__To be done__
Rewrite the lines that follow, replacing "cargo ship" with "freight vessel" and leaving everything else unchanged.

__Material supplied__
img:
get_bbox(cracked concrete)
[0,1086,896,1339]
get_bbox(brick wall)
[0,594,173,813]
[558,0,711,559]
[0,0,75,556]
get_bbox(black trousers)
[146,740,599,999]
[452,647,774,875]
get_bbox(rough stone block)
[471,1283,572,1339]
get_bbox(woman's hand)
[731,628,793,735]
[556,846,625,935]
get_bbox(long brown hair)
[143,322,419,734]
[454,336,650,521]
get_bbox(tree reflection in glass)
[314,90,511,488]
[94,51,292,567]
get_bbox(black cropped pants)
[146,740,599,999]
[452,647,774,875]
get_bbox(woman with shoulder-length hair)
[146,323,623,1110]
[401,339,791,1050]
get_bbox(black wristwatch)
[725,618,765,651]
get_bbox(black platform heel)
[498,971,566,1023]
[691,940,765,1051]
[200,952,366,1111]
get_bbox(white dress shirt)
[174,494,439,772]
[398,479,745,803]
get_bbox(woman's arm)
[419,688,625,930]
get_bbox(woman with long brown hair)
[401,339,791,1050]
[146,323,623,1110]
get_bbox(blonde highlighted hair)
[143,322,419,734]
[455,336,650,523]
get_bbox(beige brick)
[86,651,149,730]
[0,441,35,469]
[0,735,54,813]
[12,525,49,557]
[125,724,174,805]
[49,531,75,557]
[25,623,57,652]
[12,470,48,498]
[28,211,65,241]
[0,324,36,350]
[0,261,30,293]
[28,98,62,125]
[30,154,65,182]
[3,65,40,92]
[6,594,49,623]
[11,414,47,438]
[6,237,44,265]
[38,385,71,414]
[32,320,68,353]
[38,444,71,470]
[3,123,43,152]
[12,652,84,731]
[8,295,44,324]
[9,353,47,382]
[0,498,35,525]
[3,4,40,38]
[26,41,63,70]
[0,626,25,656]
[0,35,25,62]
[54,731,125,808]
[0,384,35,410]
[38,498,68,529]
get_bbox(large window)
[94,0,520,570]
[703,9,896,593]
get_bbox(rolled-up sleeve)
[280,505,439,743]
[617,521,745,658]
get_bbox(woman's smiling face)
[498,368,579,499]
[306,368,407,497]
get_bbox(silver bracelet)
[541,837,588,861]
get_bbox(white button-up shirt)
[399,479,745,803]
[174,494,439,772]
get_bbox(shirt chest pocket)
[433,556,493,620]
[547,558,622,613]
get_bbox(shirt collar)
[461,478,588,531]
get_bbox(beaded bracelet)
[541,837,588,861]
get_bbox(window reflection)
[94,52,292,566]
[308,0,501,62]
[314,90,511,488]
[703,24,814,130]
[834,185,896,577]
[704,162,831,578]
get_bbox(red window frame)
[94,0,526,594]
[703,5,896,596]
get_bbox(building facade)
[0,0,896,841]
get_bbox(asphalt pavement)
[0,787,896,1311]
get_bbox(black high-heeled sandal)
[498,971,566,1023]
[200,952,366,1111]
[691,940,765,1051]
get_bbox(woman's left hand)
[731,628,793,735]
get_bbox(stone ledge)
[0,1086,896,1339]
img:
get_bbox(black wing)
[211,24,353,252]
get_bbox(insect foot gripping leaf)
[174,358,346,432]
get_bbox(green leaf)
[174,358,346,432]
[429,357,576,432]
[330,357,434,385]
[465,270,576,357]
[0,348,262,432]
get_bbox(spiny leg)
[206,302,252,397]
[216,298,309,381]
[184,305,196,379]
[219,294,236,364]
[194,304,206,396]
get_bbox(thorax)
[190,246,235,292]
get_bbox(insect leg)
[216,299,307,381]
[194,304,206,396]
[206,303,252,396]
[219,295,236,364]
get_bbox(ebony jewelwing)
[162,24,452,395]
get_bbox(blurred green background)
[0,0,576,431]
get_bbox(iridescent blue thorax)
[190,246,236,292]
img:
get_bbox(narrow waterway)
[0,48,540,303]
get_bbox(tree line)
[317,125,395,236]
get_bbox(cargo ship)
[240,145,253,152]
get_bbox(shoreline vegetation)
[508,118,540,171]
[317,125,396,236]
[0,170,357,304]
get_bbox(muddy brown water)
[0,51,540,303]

__Response for this exercise__
img:
get_bbox(cracked concrete)
[0,1086,896,1339]
get_bbox(brick wall)
[0,594,173,813]
[558,0,711,559]
[0,0,75,556]
get_bbox(black trousers)
[146,740,599,999]
[452,647,774,875]
get_bbox(rough stone block)
[471,1283,572,1339]
get_bbox(woman's hand)
[731,628,793,735]
[556,846,625,935]
get_bbox(long brown hair)
[143,322,419,734]
[454,336,650,521]
get_bbox(tree reflection in glass)
[314,90,511,488]
[94,51,292,567]
get_bbox(black cropped pants)
[146,740,599,999]
[452,647,774,875]
get_bbox(woman with shoulder-length hair)
[146,323,623,1110]
[401,339,791,1050]
get_bbox(black wristwatch)
[725,618,765,651]
get_bbox(black platform heel)
[498,971,566,1023]
[691,940,765,1051]
[200,952,366,1111]
get_bbox(white dress shirt)
[174,494,439,772]
[398,479,745,803]
get_bbox(woman's arm)
[419,688,625,930]
get_bbox(woman with long brown hair)
[401,339,791,1050]
[146,323,623,1110]
get_bbox(blonde highlighted hair)
[143,322,419,734]
[455,336,650,523]
get_bbox(beige brick)
[86,651,149,730]
[0,441,35,469]
[0,735,54,813]
[12,525,49,557]
[125,724,174,805]
[49,531,75,557]
[25,623,57,652]
[12,470,48,498]
[28,211,65,241]
[0,324,36,350]
[0,261,30,293]
[28,98,62,125]
[30,154,65,182]
[3,65,40,92]
[6,594,49,623]
[11,414,47,438]
[6,237,44,265]
[38,385,71,414]
[32,320,68,353]
[38,444,71,470]
[3,123,43,152]
[12,652,84,731]
[8,295,44,324]
[9,353,47,382]
[0,498,35,525]
[3,4,40,38]
[26,41,63,70]
[0,626,25,656]
[0,35,25,62]
[54,731,125,808]
[0,384,35,410]
[38,498,68,529]
get_bbox(large window)
[94,0,520,570]
[703,9,896,593]
get_bbox(rolled-up sleeve)
[280,505,439,743]
[617,521,745,658]
get_bbox(woman's smiling face)
[498,368,579,499]
[306,368,407,497]
get_bbox(silver bracelet)
[541,837,588,861]
get_bbox(white button-up shirt)
[399,479,745,803]
[174,494,439,772]
get_bbox(shirt chest pocket)
[433,556,493,620]
[547,558,622,613]
get_bbox(shirt collar)
[461,478,588,531]
get_bbox(beaded bracelet)
[541,837,588,861]
get_bbox(window reflection)
[94,52,292,566]
[308,0,501,62]
[314,90,511,488]
[703,24,814,130]
[834,185,896,577]
[704,162,831,578]
get_bbox(red window frame)
[94,0,526,594]
[703,5,896,596]
get_bbox(building facade)
[0,0,896,841]
get_bbox(asphalt pavement)
[0,787,896,1311]
get_bbox(black high-heeled sandal)
[498,971,566,1023]
[200,952,366,1111]
[691,940,765,1051]
get_bbox(woman's left hand)
[731,628,793,735]
get_bbox(stone ledge)
[0,1086,896,1339]
img:
get_bbox(black wing)
[211,24,353,252]
get_bbox(insect foot gripping leaf)
[174,358,346,432]
get_bbox(green leaf)
[174,358,346,432]
[429,357,576,432]
[330,357,434,385]
[465,270,576,357]
[0,348,262,432]
get_bbox(spiny leg)
[206,302,252,397]
[216,298,309,381]
[184,305,196,379]
[219,294,236,364]
[194,304,206,396]
get_bbox(thorax)
[190,246,235,292]
get_bbox(insect leg)
[216,299,307,381]
[194,304,206,396]
[206,303,252,396]
[219,295,236,364]
get_bbox(ebony jewelwing)
[162,24,452,395]
get_bbox(blurred green background)
[0,0,576,431]
get_bbox(iridescent blue thorax)
[190,246,236,292]
img:
get_bbox(narrow waterway)
[0,48,540,303]
get_bbox(tree line)
[317,125,395,236]
get_bbox(freight vessel)
[240,145,253,152]
get_bbox(shoreline vegetation)
[508,118,540,171]
[317,125,396,236]
[0,170,357,304]
get_bbox(muddy brown water)
[0,51,540,303]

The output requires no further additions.